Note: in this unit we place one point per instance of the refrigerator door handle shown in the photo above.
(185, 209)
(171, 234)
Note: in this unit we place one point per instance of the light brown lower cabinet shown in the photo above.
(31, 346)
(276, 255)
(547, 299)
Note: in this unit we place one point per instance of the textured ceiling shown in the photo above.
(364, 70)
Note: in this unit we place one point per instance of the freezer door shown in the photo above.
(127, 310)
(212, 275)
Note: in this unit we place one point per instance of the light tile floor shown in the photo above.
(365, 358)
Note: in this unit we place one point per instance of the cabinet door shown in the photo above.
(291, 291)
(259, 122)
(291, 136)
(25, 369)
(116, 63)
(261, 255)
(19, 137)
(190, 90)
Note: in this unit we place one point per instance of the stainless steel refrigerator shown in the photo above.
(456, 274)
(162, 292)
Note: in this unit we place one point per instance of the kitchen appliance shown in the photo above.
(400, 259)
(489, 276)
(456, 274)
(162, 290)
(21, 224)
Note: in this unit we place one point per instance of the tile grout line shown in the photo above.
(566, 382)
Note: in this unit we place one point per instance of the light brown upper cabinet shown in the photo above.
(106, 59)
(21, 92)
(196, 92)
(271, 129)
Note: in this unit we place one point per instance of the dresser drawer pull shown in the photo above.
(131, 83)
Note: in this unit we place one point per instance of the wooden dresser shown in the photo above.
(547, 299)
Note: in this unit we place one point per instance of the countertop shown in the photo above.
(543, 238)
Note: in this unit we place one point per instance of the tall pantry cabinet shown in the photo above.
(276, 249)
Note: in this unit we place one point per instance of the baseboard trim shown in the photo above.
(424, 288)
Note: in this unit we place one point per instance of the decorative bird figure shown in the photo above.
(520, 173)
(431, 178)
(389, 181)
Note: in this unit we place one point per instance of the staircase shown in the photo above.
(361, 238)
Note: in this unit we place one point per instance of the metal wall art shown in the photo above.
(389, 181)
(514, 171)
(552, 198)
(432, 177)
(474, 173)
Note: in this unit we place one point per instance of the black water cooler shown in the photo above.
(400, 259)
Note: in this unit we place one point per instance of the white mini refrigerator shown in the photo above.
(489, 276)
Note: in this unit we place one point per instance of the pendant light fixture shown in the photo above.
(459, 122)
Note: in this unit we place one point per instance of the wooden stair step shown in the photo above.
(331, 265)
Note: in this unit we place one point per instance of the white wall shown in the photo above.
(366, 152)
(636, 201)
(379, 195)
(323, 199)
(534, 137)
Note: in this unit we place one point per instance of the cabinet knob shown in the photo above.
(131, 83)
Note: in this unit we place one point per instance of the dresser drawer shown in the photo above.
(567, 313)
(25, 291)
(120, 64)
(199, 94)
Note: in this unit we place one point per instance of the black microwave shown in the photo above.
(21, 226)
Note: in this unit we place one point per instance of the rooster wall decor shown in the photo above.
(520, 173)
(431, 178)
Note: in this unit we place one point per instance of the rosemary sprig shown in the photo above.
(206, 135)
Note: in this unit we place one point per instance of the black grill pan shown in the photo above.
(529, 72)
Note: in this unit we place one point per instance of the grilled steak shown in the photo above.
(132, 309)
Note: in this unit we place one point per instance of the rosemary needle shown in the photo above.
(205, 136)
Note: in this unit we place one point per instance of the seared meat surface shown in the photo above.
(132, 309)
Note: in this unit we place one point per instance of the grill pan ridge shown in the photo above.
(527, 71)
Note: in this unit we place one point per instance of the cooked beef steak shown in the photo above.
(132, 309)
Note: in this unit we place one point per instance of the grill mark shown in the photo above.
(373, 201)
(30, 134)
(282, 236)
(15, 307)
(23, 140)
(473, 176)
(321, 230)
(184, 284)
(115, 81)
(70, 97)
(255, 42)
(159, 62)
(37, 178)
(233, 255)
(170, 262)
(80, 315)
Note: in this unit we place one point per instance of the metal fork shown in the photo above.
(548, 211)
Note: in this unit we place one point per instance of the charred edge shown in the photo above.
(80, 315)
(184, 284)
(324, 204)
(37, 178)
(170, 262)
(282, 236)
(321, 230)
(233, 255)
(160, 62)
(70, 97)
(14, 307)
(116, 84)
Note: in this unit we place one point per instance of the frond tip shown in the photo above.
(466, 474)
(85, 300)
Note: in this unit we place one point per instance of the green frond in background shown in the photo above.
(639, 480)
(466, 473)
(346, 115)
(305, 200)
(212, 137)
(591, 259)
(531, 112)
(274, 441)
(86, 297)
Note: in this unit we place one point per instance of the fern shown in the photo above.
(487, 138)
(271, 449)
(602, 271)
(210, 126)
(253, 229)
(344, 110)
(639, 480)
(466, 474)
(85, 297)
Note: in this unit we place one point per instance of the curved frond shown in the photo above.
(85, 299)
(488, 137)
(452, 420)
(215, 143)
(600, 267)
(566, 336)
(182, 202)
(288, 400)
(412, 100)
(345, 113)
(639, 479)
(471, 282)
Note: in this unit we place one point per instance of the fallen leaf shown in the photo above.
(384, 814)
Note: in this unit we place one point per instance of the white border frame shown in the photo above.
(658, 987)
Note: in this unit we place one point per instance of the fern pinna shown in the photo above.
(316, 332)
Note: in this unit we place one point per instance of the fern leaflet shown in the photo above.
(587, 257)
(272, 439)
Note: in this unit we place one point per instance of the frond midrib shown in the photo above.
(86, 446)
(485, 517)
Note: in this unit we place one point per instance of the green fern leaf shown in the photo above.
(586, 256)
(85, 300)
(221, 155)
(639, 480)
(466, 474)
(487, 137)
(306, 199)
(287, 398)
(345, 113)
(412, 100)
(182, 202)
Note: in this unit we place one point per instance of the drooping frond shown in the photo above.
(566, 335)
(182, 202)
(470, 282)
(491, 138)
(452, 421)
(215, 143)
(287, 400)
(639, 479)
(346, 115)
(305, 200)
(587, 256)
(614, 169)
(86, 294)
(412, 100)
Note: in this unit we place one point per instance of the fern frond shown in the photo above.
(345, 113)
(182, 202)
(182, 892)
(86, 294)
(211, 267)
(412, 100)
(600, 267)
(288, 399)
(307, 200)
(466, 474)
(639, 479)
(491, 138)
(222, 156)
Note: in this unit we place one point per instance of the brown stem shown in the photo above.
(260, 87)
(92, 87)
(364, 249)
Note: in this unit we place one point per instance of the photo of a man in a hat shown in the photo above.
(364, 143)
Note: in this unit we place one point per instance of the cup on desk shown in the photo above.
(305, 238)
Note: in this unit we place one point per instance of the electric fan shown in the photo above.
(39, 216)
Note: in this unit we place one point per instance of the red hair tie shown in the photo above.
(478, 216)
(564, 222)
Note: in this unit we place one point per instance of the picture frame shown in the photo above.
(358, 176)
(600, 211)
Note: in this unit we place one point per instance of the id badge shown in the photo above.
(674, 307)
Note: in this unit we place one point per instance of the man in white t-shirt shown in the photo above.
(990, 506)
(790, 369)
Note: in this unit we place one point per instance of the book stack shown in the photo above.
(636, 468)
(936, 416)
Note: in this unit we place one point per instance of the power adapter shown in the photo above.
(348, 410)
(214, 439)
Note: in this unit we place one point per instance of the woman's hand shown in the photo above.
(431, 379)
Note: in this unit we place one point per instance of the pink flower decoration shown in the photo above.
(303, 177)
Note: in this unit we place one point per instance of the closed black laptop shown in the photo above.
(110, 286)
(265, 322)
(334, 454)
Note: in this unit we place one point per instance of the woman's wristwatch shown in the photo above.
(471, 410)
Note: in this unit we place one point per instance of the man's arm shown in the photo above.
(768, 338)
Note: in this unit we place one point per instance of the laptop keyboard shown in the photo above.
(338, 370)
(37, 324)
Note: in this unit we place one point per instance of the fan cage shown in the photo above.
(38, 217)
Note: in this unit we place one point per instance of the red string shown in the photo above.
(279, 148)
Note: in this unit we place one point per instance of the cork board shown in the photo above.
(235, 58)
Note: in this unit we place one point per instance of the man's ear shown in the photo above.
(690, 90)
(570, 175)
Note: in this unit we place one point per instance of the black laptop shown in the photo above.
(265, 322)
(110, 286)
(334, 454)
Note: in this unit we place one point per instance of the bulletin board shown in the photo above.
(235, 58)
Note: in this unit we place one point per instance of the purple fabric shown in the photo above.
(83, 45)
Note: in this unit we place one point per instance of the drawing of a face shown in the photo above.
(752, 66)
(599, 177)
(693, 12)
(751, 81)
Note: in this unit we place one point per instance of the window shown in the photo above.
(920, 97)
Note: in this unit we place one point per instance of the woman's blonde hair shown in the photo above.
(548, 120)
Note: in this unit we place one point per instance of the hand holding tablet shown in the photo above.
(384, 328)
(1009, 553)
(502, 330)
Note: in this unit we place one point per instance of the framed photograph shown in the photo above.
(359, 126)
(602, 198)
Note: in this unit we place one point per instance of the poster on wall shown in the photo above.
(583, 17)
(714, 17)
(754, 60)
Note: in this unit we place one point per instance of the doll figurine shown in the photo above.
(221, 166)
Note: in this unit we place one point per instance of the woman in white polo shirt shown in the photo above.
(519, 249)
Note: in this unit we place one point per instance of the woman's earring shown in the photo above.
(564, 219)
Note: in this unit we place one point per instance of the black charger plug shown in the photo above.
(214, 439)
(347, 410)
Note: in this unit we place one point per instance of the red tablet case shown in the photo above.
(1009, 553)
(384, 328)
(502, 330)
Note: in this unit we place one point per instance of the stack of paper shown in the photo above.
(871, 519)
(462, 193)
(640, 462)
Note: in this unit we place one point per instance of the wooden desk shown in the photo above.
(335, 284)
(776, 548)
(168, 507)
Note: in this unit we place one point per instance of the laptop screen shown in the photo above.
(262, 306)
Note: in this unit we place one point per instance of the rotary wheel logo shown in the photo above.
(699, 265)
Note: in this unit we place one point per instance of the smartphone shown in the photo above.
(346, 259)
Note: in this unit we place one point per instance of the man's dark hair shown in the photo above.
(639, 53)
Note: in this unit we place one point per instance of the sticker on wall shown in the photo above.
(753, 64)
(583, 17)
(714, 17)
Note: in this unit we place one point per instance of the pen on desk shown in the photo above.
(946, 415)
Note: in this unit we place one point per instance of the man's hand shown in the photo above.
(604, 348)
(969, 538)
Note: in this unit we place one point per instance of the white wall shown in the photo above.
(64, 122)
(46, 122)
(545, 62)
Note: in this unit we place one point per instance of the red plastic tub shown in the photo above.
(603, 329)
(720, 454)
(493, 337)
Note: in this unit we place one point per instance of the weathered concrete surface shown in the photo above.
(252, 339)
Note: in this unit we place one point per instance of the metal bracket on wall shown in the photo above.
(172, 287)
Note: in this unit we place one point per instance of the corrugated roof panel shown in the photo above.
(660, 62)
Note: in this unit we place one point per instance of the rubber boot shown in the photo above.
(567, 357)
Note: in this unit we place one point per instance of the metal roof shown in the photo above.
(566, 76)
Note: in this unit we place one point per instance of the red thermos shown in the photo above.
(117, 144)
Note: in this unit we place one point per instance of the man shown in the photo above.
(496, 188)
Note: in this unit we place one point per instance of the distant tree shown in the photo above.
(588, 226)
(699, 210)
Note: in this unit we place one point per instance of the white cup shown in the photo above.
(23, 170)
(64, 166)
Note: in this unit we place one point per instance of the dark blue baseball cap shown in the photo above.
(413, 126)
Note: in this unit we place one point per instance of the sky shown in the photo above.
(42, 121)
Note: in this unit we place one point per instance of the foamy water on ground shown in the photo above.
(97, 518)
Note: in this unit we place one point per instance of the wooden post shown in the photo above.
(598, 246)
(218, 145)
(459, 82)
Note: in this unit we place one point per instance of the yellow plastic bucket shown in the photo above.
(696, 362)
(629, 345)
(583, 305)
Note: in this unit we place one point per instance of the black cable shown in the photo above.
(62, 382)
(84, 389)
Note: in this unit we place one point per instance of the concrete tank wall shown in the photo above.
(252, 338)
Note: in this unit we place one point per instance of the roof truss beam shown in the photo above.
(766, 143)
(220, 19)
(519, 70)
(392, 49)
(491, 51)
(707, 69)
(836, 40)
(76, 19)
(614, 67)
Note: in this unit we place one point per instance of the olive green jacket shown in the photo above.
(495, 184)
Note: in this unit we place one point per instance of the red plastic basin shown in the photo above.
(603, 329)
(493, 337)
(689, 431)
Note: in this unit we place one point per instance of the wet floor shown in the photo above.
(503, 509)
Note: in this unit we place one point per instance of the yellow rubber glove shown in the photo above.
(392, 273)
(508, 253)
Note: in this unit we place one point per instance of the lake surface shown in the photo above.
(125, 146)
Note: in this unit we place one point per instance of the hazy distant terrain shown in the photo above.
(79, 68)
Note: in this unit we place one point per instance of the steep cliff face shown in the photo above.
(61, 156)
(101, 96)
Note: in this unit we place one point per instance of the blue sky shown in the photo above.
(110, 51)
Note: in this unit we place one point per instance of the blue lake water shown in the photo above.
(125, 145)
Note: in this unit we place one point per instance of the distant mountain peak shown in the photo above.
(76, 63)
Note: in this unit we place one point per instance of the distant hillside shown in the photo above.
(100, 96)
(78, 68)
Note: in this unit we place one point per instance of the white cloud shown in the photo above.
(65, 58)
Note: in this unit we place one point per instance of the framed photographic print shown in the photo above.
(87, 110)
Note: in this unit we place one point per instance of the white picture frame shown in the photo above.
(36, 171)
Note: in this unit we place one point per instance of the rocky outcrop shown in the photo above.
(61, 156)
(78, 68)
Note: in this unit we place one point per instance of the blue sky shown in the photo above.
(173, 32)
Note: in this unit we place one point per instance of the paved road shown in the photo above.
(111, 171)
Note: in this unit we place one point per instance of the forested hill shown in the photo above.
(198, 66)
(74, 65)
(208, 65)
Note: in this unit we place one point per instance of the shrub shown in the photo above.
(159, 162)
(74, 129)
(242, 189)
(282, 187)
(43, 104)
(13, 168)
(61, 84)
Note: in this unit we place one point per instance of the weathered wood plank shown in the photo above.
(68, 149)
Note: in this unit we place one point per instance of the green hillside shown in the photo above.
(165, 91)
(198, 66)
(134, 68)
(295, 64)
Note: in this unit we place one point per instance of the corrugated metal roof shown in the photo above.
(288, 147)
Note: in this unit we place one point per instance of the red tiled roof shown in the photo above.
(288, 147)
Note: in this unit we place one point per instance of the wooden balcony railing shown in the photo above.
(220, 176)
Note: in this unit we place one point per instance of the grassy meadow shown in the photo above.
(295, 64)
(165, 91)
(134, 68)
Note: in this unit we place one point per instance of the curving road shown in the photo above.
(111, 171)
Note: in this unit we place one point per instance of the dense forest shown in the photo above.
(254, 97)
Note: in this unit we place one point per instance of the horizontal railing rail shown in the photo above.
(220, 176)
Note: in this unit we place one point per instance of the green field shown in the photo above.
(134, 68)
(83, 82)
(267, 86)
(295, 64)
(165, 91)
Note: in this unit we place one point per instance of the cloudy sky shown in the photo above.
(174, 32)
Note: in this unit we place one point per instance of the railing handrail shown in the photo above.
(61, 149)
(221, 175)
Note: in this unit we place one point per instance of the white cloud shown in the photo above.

## Aim
Output the line holding "shrub shown in the photo above.", then every later line through the end of the records above, exactly as given and nothing else.

## Full response
Note: in this unit we place one point per instance of the shrub shown in the photo above.
(159, 162)
(74, 129)
(242, 189)
(282, 187)
(43, 104)
(13, 168)
(61, 84)
Note: in this unit we place one point per instance of the weathered wood plank shown in the photo above.
(68, 149)
Note: in this unit we place one point per instance of the green hillside shown in the photo above.
(165, 91)
(198, 66)
(134, 68)
(295, 64)
Note: in this unit we place one point per instance of the corrugated metal roof shown in the photo above.
(288, 147)
Note: in this unit we place one point per instance of the red tiled roof shown in the photo above.
(288, 147)
Note: in this unit we place one point per instance of the wooden balcony railing shown in the photo above.
(220, 176)
Note: in this unit we place one point per instance of the grassy meadow shown in the photo above.
(295, 64)
(165, 91)
(134, 68)
Note: in this unit we place one point per instance of the curving road shown in the photo above.
(111, 171)
Note: in this unit we place one point per instance of the dense forest shown in the photo above.
(254, 97)
Note: in this unit we place one point per instance of the horizontal railing rail shown in the photo above.
(220, 176)
Note: in this unit we place one point per instance of the green field shown in the photo above.
(134, 68)
(83, 82)
(267, 86)
(295, 64)
(165, 91)
Note: in this unit we place one point per instance of the cloudy sky shown in the photo above.
(174, 32)
Note: in this unit we place one point per instance of the railing handrail shown in the photo above.
(61, 149)
(221, 175)
Note: in this unit we place one point per instance of the white cloud shown in the photo above.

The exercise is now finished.